§ INSTRUCTION
Rewrite the listing from the line containing "Tag the interior" through the end, changing "one point per instance" to "a single point per instance" and leaving everything else as it stands.

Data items
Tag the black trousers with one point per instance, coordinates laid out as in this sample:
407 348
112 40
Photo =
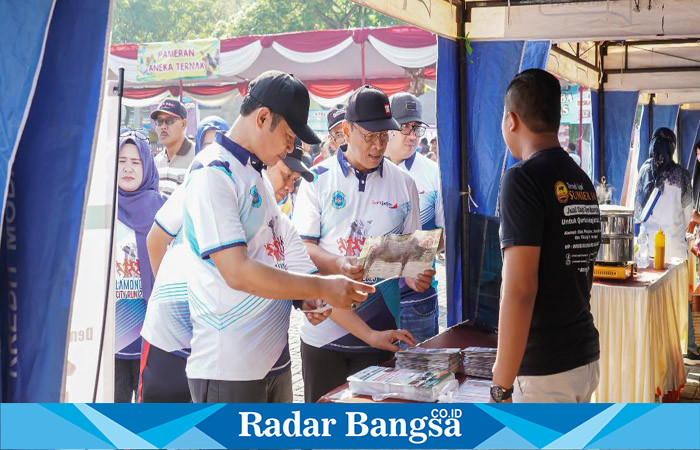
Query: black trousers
163 378
271 389
324 370
126 379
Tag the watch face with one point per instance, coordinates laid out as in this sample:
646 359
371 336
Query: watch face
497 393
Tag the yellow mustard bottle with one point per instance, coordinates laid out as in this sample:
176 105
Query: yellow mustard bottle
659 250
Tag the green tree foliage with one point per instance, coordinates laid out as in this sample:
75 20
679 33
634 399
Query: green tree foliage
137 21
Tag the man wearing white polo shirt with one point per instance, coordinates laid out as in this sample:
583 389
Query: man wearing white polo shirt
167 328
419 310
358 194
236 259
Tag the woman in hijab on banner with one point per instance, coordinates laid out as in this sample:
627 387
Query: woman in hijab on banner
206 131
664 197
138 201
692 357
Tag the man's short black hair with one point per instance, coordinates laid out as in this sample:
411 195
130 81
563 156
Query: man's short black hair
534 96
250 104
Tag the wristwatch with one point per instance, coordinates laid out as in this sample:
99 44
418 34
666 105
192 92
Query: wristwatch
498 393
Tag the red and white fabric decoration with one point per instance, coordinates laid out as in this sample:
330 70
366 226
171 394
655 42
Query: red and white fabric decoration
331 63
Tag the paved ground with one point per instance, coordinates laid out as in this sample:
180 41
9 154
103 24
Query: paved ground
298 383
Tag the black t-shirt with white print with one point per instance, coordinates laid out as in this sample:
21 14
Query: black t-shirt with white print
547 201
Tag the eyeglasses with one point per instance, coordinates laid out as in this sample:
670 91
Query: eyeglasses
379 137
338 137
406 129
168 121
131 133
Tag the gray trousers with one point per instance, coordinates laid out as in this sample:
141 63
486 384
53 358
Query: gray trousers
271 389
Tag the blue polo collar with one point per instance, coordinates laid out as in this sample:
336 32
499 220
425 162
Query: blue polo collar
240 153
346 167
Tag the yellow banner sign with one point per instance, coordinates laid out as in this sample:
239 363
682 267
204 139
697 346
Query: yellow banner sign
178 60
437 16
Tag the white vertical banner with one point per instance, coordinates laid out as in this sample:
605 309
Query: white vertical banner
89 296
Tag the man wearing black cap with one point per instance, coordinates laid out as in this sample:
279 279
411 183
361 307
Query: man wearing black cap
419 311
237 262
166 327
288 176
172 162
358 194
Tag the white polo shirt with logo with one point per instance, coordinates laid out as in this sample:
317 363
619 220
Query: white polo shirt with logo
341 209
168 325
236 336
427 177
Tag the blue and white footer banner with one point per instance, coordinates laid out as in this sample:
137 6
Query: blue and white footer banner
359 426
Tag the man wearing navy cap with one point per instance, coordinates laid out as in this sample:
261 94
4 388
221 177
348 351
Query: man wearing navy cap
358 195
172 162
239 284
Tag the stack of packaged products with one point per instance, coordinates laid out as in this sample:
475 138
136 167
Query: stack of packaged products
387 382
471 391
478 361
425 359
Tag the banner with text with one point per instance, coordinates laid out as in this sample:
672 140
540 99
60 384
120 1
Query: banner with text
350 425
160 61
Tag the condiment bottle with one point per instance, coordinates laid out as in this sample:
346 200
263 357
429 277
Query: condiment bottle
659 250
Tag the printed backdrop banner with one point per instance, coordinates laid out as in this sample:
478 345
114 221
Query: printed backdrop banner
46 200
178 60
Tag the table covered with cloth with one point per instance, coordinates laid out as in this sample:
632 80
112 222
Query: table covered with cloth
642 324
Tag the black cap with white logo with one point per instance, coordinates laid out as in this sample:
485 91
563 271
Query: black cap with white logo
336 116
370 108
288 97
406 108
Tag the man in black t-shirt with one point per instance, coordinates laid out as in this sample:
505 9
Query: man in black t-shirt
550 232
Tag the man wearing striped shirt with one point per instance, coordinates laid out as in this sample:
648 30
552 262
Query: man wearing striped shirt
174 160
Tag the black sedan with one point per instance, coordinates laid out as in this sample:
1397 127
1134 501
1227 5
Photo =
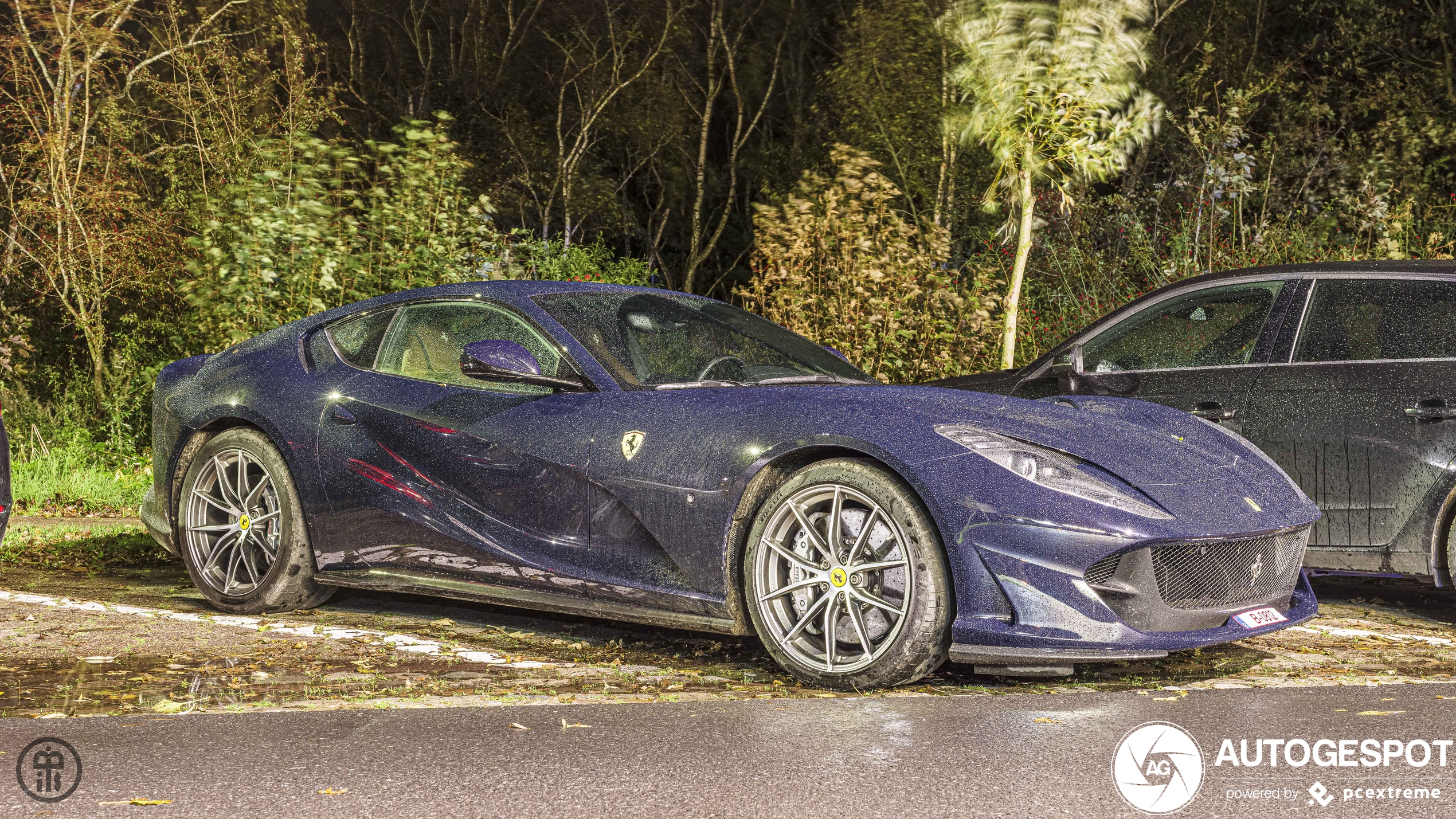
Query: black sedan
1343 373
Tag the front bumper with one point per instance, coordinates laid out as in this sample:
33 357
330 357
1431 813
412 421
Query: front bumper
1060 618
156 523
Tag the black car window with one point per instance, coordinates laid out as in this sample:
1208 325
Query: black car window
1379 319
1209 328
647 339
357 338
427 339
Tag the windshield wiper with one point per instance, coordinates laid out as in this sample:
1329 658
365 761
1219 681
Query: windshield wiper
820 379
696 385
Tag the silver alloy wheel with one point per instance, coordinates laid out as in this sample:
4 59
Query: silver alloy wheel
835 598
232 523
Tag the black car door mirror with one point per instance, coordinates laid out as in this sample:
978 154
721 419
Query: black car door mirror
1068 363
497 360
1068 369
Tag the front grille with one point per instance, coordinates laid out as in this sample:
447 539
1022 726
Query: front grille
1104 569
1209 575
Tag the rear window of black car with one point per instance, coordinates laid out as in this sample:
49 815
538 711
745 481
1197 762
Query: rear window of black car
647 339
1379 320
357 338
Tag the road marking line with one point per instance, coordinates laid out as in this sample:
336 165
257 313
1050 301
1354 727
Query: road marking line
400 642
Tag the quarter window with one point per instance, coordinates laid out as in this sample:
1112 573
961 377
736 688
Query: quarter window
357 339
427 339
1207 328
1379 319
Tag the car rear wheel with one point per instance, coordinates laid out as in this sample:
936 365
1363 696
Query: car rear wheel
242 530
847 581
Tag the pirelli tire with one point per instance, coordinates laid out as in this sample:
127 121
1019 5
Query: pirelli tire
858 606
241 528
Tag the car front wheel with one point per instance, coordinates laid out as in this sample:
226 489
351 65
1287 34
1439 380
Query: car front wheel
242 530
847 581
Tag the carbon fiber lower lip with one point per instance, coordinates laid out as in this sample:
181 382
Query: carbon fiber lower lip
1002 655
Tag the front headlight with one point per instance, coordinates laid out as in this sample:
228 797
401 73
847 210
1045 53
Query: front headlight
1046 468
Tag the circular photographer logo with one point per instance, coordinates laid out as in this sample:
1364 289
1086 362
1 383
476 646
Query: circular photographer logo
49 770
1158 769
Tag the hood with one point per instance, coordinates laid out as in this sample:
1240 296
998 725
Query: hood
1145 444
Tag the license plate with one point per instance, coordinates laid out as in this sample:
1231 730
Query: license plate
1260 617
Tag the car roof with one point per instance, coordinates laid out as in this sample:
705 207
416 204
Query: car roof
1379 267
1308 268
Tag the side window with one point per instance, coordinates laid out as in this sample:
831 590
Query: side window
1379 319
357 339
427 339
1209 328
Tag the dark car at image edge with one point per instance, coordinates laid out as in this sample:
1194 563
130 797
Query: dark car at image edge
1344 373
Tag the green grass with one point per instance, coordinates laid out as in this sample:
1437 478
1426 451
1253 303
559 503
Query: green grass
76 549
76 475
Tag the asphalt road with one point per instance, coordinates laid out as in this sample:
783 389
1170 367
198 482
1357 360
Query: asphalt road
845 758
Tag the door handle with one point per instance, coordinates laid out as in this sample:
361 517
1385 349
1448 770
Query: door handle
1432 409
1214 411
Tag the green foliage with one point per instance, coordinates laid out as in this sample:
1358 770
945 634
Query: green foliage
525 256
91 549
73 472
839 265
322 226
1053 93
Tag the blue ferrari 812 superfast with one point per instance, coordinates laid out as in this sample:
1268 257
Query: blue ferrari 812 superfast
654 457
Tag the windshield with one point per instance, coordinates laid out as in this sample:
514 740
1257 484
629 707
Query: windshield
648 341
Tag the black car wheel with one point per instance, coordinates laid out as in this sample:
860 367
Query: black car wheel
847 579
242 528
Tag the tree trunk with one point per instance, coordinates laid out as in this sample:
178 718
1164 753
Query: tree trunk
96 348
1018 271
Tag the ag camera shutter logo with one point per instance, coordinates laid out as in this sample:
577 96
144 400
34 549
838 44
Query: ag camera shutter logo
1158 769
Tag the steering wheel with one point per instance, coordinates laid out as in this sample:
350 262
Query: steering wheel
702 376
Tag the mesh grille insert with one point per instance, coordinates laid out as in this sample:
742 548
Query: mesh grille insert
1207 575
1104 569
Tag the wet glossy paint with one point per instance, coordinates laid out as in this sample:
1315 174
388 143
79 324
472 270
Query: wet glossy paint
538 492
1382 480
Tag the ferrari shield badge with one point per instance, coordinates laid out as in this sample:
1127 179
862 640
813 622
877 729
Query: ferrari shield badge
631 442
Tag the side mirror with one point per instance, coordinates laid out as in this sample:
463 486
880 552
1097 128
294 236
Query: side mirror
495 360
1068 363
1068 369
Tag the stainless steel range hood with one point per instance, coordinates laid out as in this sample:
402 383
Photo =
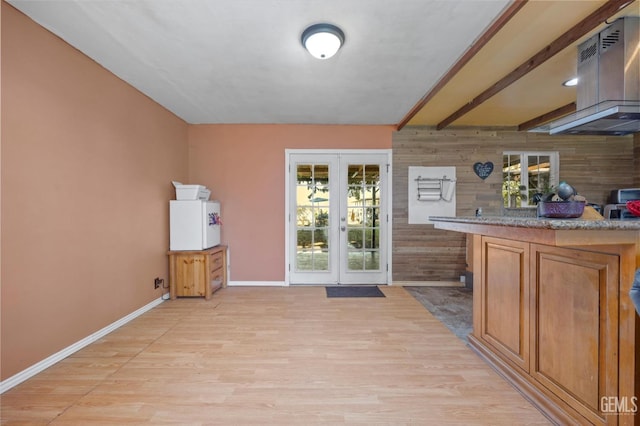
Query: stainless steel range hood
608 91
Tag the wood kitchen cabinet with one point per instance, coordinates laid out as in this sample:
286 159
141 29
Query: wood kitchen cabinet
574 326
552 312
505 316
197 272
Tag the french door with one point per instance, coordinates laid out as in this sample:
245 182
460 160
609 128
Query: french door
338 225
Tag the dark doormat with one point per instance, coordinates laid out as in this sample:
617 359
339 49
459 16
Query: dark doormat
354 291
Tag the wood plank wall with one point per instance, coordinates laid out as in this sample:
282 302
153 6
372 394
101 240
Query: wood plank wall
593 164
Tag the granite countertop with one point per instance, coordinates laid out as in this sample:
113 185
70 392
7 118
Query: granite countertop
543 223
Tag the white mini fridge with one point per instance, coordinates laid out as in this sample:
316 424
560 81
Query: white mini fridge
194 224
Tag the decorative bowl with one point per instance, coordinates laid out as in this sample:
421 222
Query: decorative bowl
561 209
634 207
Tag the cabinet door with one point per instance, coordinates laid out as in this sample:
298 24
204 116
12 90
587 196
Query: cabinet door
190 275
505 299
575 326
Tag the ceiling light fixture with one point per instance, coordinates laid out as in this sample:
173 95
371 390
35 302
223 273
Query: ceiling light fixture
322 40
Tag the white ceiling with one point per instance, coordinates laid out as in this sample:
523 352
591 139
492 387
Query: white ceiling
241 61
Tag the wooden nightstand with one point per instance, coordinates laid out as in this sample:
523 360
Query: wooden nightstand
197 272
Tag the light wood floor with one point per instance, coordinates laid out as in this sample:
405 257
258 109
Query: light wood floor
277 355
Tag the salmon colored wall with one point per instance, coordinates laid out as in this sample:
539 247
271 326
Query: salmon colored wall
87 164
243 165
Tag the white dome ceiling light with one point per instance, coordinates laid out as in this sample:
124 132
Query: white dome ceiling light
322 40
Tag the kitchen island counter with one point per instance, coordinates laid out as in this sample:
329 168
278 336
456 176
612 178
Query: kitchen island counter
543 223
552 312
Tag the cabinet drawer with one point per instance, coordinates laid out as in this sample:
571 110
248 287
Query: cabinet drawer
215 260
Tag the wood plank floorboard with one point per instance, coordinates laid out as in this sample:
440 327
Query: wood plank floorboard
274 355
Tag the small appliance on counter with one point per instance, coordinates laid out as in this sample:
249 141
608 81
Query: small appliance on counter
617 209
194 220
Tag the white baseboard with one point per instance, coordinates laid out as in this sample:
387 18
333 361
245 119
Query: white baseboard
256 284
27 373
429 283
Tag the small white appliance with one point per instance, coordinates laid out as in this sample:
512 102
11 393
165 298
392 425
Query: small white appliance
194 219
194 224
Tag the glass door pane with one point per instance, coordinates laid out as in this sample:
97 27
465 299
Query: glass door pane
312 217
363 212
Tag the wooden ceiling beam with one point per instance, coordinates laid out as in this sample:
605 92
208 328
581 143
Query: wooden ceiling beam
509 13
551 115
589 23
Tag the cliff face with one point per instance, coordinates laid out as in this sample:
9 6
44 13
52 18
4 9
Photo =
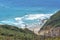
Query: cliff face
52 26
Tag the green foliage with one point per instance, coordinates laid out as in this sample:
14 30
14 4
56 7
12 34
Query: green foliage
54 21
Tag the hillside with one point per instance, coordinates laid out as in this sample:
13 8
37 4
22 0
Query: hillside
52 26
8 32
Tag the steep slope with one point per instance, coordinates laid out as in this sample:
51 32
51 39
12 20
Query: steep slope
52 24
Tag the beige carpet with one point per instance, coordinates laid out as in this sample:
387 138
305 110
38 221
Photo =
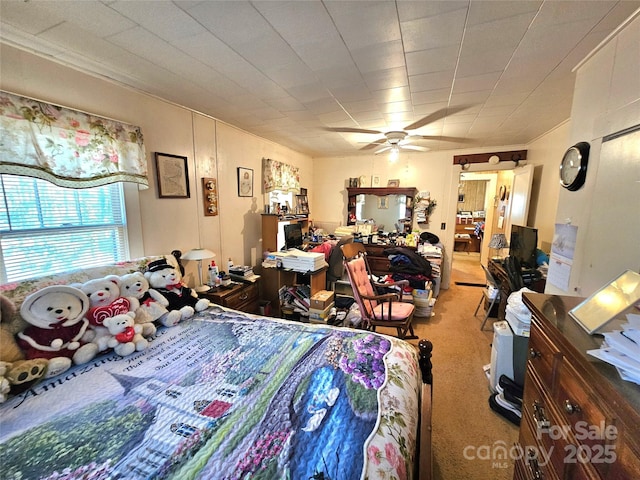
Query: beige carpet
465 430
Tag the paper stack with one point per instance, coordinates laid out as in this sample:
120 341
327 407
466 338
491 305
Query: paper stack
240 273
621 348
299 261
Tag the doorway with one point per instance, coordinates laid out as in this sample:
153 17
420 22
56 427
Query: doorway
504 195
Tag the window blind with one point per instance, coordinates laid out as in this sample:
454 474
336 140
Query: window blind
46 229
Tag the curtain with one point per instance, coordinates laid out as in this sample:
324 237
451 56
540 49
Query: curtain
280 176
67 147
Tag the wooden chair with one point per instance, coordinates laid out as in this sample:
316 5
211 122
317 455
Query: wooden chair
387 309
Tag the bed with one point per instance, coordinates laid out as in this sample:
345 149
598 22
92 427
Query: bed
229 395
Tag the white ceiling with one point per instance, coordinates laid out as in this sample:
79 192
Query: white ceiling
287 70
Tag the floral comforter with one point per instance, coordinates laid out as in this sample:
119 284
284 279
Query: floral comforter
224 395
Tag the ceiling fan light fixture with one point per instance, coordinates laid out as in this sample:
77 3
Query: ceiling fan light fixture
394 153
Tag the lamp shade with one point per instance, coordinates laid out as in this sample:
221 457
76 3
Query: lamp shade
198 254
498 240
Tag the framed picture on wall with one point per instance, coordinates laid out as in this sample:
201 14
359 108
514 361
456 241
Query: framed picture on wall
245 182
173 176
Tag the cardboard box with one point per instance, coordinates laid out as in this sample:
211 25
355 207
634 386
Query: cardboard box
320 316
321 299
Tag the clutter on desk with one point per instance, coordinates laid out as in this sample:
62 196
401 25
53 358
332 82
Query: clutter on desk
621 348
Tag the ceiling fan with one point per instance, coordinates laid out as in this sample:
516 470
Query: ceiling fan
400 139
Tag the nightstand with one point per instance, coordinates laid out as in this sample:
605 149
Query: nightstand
239 296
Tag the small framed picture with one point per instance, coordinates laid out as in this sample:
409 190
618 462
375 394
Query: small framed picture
245 182
173 176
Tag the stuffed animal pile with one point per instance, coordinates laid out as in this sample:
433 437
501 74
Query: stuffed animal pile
63 325
167 280
16 373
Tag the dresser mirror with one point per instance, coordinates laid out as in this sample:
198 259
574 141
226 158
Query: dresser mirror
389 208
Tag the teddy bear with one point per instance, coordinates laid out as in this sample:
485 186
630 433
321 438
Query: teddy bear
16 373
57 328
153 306
167 280
124 335
105 302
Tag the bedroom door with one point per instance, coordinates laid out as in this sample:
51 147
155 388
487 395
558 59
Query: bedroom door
519 198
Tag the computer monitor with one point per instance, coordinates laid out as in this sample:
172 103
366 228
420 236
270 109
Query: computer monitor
292 236
523 245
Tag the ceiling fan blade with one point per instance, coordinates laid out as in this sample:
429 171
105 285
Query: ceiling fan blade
414 147
352 130
439 137
382 150
435 116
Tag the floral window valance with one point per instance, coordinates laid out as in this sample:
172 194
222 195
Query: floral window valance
67 147
280 176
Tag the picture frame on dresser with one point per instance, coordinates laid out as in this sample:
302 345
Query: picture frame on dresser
173 175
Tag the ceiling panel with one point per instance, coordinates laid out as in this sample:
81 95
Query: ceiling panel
290 70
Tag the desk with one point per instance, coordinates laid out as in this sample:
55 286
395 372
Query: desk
241 296
502 277
274 278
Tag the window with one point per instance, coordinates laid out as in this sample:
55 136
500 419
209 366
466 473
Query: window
46 229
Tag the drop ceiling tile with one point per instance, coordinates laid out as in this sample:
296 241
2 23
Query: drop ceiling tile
444 30
379 57
385 79
431 81
363 24
165 19
28 17
391 95
91 15
433 60
474 83
416 10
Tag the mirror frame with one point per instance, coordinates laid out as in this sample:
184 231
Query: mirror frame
352 192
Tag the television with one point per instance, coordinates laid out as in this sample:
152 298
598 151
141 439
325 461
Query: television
292 236
523 245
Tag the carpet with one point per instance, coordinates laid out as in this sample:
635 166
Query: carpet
471 284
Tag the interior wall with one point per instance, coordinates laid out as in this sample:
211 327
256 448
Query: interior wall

§ WRITTEN RESPONSE
Tag the interior wall with a single point per instance, coordinates laid out as in this sample:
211 327
256 448
Query: interior wall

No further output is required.